**Texte fourni**:
------------------------------------------------------------

Fardeau de preuve et dates pertinentes

[8]               La Requérante a le fardeau ultime d’établir, selon la prépondérance des probabilités, que sa demande satisfait aux exigences de la Loi. Il incombe toutefois à l’Opposante de s’acquitter du fardeau initial consistant à présenter une preuve admissible suffisante pour permettre de conclure raisonnablement à l’existence des faits allégués à l’appui de chacun des motifs d’opposition [voir John Labatt Limited c. The Molson Companies Limited (1990), 30 C.P.R. (3d) 293 (C.F. 1re inst.), p. 298].

[9]               Les dates pertinentes qui s’appliquent aux motifs d’opposition sont les suivantes :

         alinéa 38(2)a)/article 30 – la date de production de la demande [voir Georgia-Pacific Corp c. Scott Paper Ltd. (1984), 3 C.P.R. (3d) 469, p. 475 (C.O.M.C.) et Tower Conference Management Co c. Canadian Exhibition Management Inc (1990), 28 C.P.R. (3d) 428, p. 432 (C.O.M.C.)].

------------------------------------------------------------

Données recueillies

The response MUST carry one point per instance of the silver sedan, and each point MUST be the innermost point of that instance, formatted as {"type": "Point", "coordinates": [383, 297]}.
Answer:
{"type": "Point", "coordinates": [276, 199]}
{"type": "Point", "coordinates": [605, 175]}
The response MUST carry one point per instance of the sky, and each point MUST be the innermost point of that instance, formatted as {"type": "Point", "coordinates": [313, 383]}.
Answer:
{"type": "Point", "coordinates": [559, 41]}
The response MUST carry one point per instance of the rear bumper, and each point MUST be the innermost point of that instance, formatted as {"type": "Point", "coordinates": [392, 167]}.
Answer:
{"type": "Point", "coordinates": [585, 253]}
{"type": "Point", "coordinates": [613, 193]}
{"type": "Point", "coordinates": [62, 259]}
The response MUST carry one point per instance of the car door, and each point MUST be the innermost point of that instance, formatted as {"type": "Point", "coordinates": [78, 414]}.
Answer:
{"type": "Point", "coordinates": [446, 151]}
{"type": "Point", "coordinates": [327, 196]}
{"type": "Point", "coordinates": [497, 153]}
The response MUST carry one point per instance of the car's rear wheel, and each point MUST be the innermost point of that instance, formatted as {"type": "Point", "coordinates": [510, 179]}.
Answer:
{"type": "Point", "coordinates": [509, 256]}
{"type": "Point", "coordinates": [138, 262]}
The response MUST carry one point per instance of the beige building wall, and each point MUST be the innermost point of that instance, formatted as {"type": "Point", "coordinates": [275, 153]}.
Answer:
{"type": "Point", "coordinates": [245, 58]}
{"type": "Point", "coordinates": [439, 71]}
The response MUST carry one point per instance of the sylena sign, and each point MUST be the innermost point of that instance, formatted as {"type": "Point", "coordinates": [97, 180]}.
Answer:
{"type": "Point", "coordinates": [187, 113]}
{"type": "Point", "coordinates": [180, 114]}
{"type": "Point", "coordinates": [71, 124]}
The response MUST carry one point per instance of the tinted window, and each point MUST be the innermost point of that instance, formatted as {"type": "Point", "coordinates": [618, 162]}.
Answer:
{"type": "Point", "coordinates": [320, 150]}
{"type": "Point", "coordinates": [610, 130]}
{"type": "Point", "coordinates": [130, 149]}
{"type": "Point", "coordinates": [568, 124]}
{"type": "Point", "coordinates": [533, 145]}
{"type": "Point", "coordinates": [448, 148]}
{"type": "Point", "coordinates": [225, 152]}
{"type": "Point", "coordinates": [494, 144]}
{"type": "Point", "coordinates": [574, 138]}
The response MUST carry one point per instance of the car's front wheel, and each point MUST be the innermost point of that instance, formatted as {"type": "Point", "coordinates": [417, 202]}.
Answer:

------------------------------------------------------------

**Consigne de l'exercice A**:
Comptez les lignes de la liste où figure la chaîne « wheel », puis indiquez seulement ce nombre.
**Consigne de l'exercice B**:
Veuillez rédiger la suite du texte sur le fardeau de preuve et les dates pertinentes, en reprenant après sa dernière phrase.
Le texte et la liste proviennent de sources distinctes.

**Résultat de l'exercice A**:
2

**Résultat de l'exercice B**:
         alinéa 38(2)c)/paragraphe 16(1) – les dates de premier emploi revendiquées [voir le paragraphe 16(1) de la Loi].

         alinéa 38(2)d)/article 2 – la date de production de la déclaration d’opposition [voir Metro-Goldwyn-Mayer Inc. c. Stargate Connections Inc. (2004), 34 C.P.R. (4th) 317 (C.F.)].

Remarque préliminaire

[10]           J’ai tenu compte, aux fins de ma décision, de l’ensemble de la preuve et des observations produites par les parties; cependant je n’aborderai dans le corps de ma décision que les parties de la preuve et des observations sur lesquelles j’appuie mes conclusions.

Motif d’opposition fondé sur l’absence de caractère distinctif

[11]           La présente affaire est complexifiée par l’existence de chaines de titres tortueuses en ce qui concerne les droits afférents à la marque de commerce en litige et par des liens présumés entre les parties. En fait, la majeure partie de l’audience a été consacrée à l’épluchage et à l’examen des points de vue divergents des parties quant aux voies que les droits afférents au nom Marvel ont empruntées depuis les années 1970.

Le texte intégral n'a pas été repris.